Extracted records:
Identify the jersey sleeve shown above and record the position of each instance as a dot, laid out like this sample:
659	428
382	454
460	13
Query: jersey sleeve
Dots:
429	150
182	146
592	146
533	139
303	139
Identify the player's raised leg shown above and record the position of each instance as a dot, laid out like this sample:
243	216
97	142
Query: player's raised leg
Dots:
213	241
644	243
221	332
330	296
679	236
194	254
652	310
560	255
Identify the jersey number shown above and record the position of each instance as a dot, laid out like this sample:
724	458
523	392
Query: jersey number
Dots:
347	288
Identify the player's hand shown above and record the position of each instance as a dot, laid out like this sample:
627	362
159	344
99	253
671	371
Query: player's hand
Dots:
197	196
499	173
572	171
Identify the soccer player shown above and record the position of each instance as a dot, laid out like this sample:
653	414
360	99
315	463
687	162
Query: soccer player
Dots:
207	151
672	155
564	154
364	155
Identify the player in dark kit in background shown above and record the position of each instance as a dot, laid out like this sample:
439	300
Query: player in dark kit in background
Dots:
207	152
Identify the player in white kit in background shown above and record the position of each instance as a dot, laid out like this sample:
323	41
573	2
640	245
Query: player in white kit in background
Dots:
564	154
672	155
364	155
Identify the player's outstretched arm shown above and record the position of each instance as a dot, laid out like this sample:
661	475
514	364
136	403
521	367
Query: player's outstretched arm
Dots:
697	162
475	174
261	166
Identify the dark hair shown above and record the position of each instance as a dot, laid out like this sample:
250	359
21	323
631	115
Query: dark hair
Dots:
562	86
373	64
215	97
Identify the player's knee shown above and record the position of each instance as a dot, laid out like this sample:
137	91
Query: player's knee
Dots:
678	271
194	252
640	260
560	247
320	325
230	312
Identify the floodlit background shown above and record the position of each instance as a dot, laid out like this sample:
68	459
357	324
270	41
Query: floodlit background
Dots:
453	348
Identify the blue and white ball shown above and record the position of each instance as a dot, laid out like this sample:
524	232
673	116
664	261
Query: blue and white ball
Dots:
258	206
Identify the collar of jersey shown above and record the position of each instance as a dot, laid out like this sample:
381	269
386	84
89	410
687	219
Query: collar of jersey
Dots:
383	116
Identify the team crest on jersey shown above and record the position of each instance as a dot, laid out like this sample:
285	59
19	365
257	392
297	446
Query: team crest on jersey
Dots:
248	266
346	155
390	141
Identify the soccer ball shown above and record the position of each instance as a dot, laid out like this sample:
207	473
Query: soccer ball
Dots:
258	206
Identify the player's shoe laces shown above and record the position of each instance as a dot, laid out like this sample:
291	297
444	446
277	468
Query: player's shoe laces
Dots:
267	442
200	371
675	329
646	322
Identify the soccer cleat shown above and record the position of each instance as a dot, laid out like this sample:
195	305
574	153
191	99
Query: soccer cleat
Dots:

» Aim
From the line holding "Identify the floodlit" to the last line of the records, quote each line exactly and add nothing.

» Written answer
Identify the floodlit background shown above and record the position of each instance as a dot, laid out like this sample:
68	459
357	324
270	41
Query: floodlit background
Dots:
453	348
Identify the blue and white ball shown above and record the position of each instance as a dot, laid out like this sample:
524	232
673	116
664	261
Query: blue and white ball
Dots:
258	206
Identify the collar of jersey shown above and record the position of each instance as a dot, laid out like this sample:
381	269
386	84
89	410
687	219
Query: collar of jersey
Dots:
383	116
Identify the team crest on jersey shown above and record the position of each instance as a dot, laid out like this sample:
285	59
19	365
257	392
297	446
Query: team crest on jersey
Dots:
248	266
346	155
390	141
Identify the soccer ball shown above and record the position of each instance as a dot, laid out like this sample:
207	473
Query: soccer ball
Dots:
258	206
Identify the player's shoe laces shown above and record the position of each instance as a dot, laid out like this sample:
291	297
444	446
277	468
Query: player's shoe laces
Dots:
267	442
200	371
675	329
646	322
Identify the soccer cleat shown above and record the position of each instance as a dot, laid out like this sample:
195	305
574	153
191	99
Query: soccer cleat
Dots:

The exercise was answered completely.